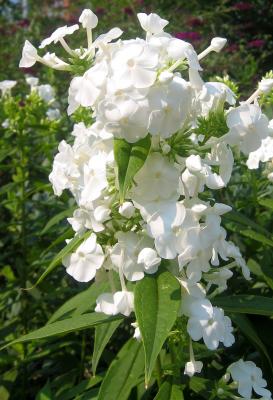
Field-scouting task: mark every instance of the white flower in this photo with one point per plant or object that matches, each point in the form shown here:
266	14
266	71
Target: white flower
264	153
113	304
124	118
83	264
170	104
211	324
249	377
88	19
6	86
156	174
29	55
65	172
152	23
46	92
193	367
137	334
150	259
53	114
247	127
52	61
59	34
124	254
32	82
217	44
127	209
134	64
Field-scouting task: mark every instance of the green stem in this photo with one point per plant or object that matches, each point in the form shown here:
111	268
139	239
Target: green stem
159	371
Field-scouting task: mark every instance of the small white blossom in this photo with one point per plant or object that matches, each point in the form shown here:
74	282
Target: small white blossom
83	264
249	377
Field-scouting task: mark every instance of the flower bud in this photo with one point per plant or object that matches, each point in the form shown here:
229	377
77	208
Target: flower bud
266	85
217	44
127	209
101	213
88	19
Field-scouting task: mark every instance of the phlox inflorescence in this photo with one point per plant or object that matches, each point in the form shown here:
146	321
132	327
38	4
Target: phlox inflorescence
152	87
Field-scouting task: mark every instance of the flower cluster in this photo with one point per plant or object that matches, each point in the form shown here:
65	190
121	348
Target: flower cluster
149	92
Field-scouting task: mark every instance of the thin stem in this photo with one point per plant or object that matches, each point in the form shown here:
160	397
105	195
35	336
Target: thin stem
66	47
159	371
204	53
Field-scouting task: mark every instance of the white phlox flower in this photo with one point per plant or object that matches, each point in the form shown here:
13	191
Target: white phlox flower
83	264
249	378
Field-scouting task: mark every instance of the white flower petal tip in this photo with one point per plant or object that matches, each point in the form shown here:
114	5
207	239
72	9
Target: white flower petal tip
217	44
88	19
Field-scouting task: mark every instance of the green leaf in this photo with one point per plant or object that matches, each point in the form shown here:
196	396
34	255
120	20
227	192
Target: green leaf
170	391
245	304
79	389
123	373
204	387
129	157
266	203
57	218
65	326
157	300
80	303
248	330
45	393
103	334
72	245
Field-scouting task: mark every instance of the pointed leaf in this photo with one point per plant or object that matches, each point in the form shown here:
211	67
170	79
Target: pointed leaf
123	373
103	334
248	330
80	303
157	300
129	158
66	326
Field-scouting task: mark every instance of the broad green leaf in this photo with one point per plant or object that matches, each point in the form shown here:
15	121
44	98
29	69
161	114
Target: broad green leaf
57	218
80	303
129	157
266	203
203	387
65	326
103	334
157	300
123	373
72	245
170	391
245	304
79	389
248	330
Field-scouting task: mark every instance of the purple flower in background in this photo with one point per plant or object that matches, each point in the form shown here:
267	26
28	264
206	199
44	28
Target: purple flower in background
232	48
191	36
128	11
256	43
243	6
195	21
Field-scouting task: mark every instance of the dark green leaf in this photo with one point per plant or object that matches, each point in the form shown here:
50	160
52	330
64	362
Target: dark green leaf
66	326
103	334
245	304
157	300
129	158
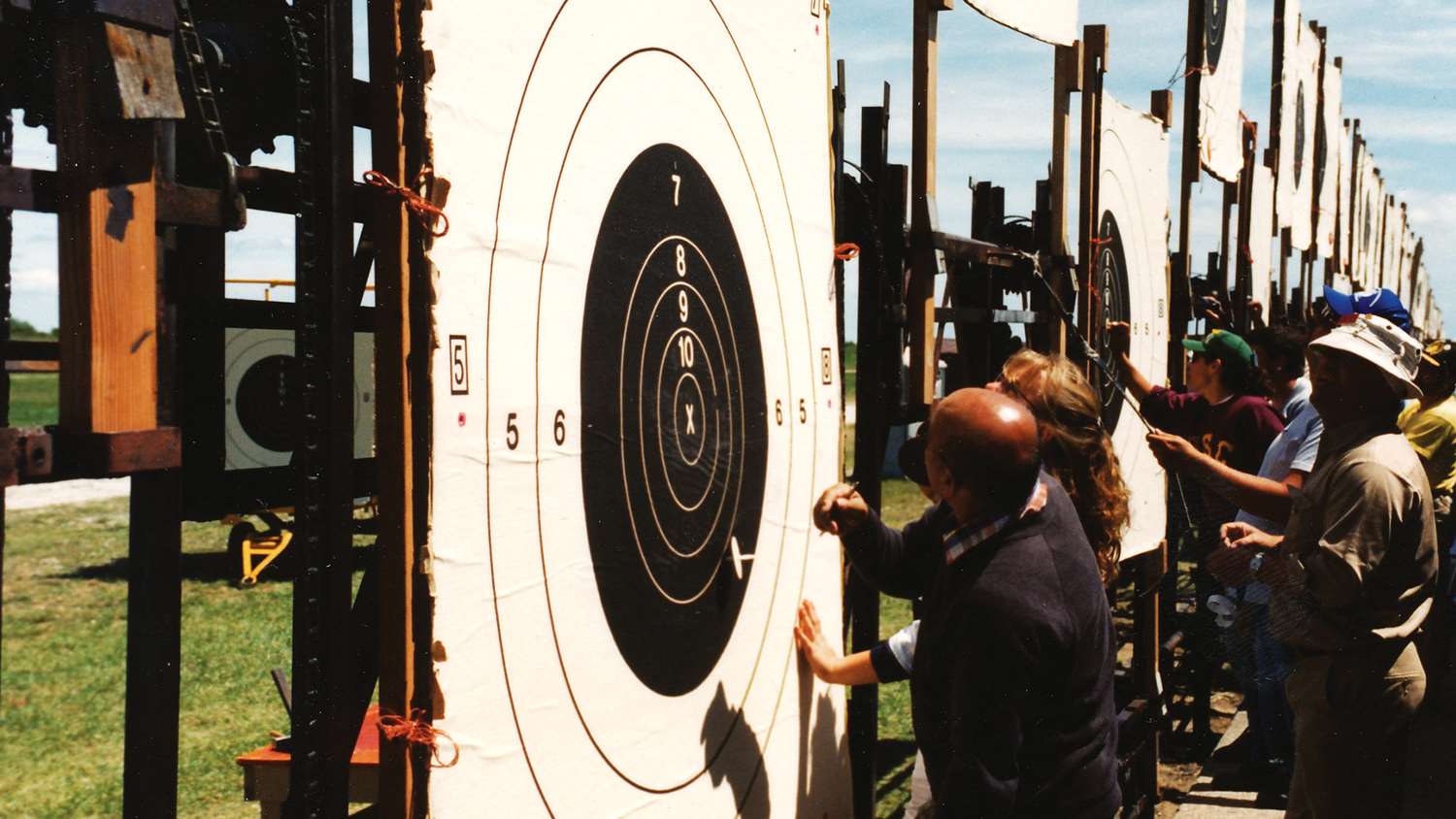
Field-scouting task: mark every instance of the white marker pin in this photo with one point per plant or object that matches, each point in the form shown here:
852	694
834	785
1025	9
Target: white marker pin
739	557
= = =
Render the listing above as a Markdown table with the columns Row and Line, giving each nonblank line its own numbered row. Leave the pictures out of the table.

(REPLY)
| Row | Line |
|---|---|
| 1 | Field-scouting task: mark every instance of the white flower in this photo with one point per plant or object that matches, each point in the form shown here: |
| 2 | 266	14 |
| 3 | 266	71 |
| 4 | Target: white flower |
| 5 | 264	153 |
| 6 | 113	304 |
| 7 | 124	118 |
| 8 | 83	264 |
| 9 | 170	104 |
| 10 | 211	324 |
| 11 | 249	377 |
| 12 | 88	19 |
| 13 | 6	86 |
| 14 | 156	174 |
| 15 | 29	55 |
| 16 | 65	172 |
| 17 | 152	23 |
| 18 | 46	92 |
| 19 | 193	367 |
| 20 | 137	334 |
| 21 | 150	259 |
| 22 | 53	114 |
| 23 | 247	127 |
| 24 | 52	61 |
| 25 | 59	34 |
| 26 | 124	254 |
| 27 | 32	82 |
| 28 | 217	44 |
| 29 | 127	209 |
| 30 | 134	64 |
| 31 | Field-scouting task: mark every instance of the green stem in this photo with one point per plant or object that matches, each point in the form shown here: |
| 32 | 111	268 |
| 33 | 139	239 |
| 34 | Target: green stem |
| 35 | 159	371 |
| 36 | Field-scouting task: mark every instance of the small white blossom in this photo with one point per plant or object that matches, each point in the form shown here: |
| 37 | 74	282 |
| 38 | Target: small white blossom |
| 39 | 83	264 |
| 40 | 249	377 |
| 41 | Field-scouting task: mark every instance of the flower bud in this photo with one point per plant or object that matches, each point in the form shown here: |
| 42 | 229	377 |
| 43 | 77	208 |
| 44 | Target: flower bud |
| 45 | 266	85 |
| 46 | 217	44 |
| 47 | 127	209 |
| 48 | 101	213 |
| 49 | 88	19 |
| 50 | Field-scouting task: mark every instance of the phlox inflorescence in this photo with one point per plant or object that matches, each point in the form shown here: |
| 51 | 146	321 |
| 52 | 132	327 |
| 53 | 38	4 |
| 54 | Target: phlox inflorescence |
| 55 | 152	87 |
| 56 | Field-scouting task: mark every instance of the flower cluster in this photo with one point per plant or object that matches, each point in the form shown here: |
| 57 | 65	190 |
| 58 | 121	348 |
| 59 | Target: flower cluster |
| 60 | 149	92 |
| 61 | Field-scouting task: mark every instance of the thin stem in this photo with one point per plant or object that matches, each point in the form shown here: |
| 62 | 160	397 |
| 63 | 105	195 |
| 64 | 35	336 |
| 65 | Target: thin stem |
| 66 | 66	47 |
| 67 | 159	371 |
| 68 | 204	53 |
| 69 | Field-scouting task: mark every instance of the white phlox flower in this photo with one point per plant or object that matches, each point in the form shown here: |
| 70 | 13	191 |
| 71 | Target: white phlox flower |
| 72 | 83	264 |
| 73 | 249	378 |
| 74 | Field-scouting task: mark every instance of the white flower petal tip in this photo with one point per plant or object that matches, each point in the form shown here: |
| 75 | 114	5 |
| 76 | 207	239 |
| 77 | 72	9 |
| 78 | Target: white flower petal tip |
| 79 | 217	44 |
| 80 | 88	19 |
| 81 | Field-scouting task: mark every instance of the green leaf in this photo with one point per plant or object that matches, each point in the form shown here: |
| 82 | 196	396 |
| 83 | 34	255 |
| 84 | 120	20 |
| 85 | 227	192 |
| 86 | Target: green leaf |
| 87 | 170	391 |
| 88 | 245	304 |
| 89 | 79	389 |
| 90 | 123	373 |
| 91 | 204	387 |
| 92 | 129	157 |
| 93 | 266	203 |
| 94 | 57	218 |
| 95 | 65	326 |
| 96 | 157	300 |
| 97 | 80	303 |
| 98 | 248	330 |
| 99 | 45	393 |
| 100 | 103	334 |
| 101 | 72	245 |
| 102 | Field-scouting task: mark every instance of the pointed leaf in this photo with one point per plant or object that matches, each point in the form shown here: |
| 103 | 211	67 |
| 104 | 170	79 |
| 105 | Target: pointed leaf |
| 106 | 123	373 |
| 107 | 103	334 |
| 108 | 248	330 |
| 109 | 80	303 |
| 110 | 157	300 |
| 111 | 129	158 |
| 112 | 66	326 |
| 113 | Field-scouting task: mark every instance of the broad green leaf in this photo with one point per plant or object that matches, each point in the form shown here: |
| 114 | 15	121 |
| 115 | 44	98 |
| 116 | 29	69 |
| 117 | 161	114 |
| 118 | Target: broad green leaf |
| 119 | 57	218 |
| 120 | 80	303 |
| 121 | 129	157 |
| 122 | 266	203 |
| 123 | 203	387 |
| 124 | 65	326 |
| 125 | 103	334 |
| 126 | 157	300 |
| 127 | 123	373 |
| 128 | 72	245 |
| 129 | 170	391 |
| 130 | 245	304 |
| 131 | 79	389 |
| 132 | 248	330 |
| 133 | Field-scouting task: mark every instance of the purple flower in background in this photo with one point per plant or object that matches, each point in the form shown here: |
| 134 | 267	26 |
| 135 | 28	264 |
| 136 | 206	199 |
| 137 | 44	28 |
| 138 | Target: purple flower in background |
| 139 | 232	48 |
| 140 | 191	36 |
| 141 | 128	11 |
| 142 | 256	43 |
| 143 | 243	6 |
| 144 | 195	21 |
| 145 | Field-scouting task: mark every instance of the dark green leaf in this photo with one point per plant or object that matches, each point in the form shown here: |
| 146 | 50	160 |
| 147 | 52	330 |
| 148 | 64	362 |
| 149 | Target: dark green leaf |
| 150 | 66	326 |
| 151 | 103	334 |
| 152 | 245	304 |
| 153 | 157	300 |
| 154 | 129	158 |
| 155 | Field-scouting task: mark every instance of the white marker pin in this photo with one point per plant or object that matches, each point in the form shown here: |
| 156 | 852	694 |
| 157 | 834	785 |
| 158 | 1025	9 |
| 159 | Target: white marker pin |
| 160 | 739	557 |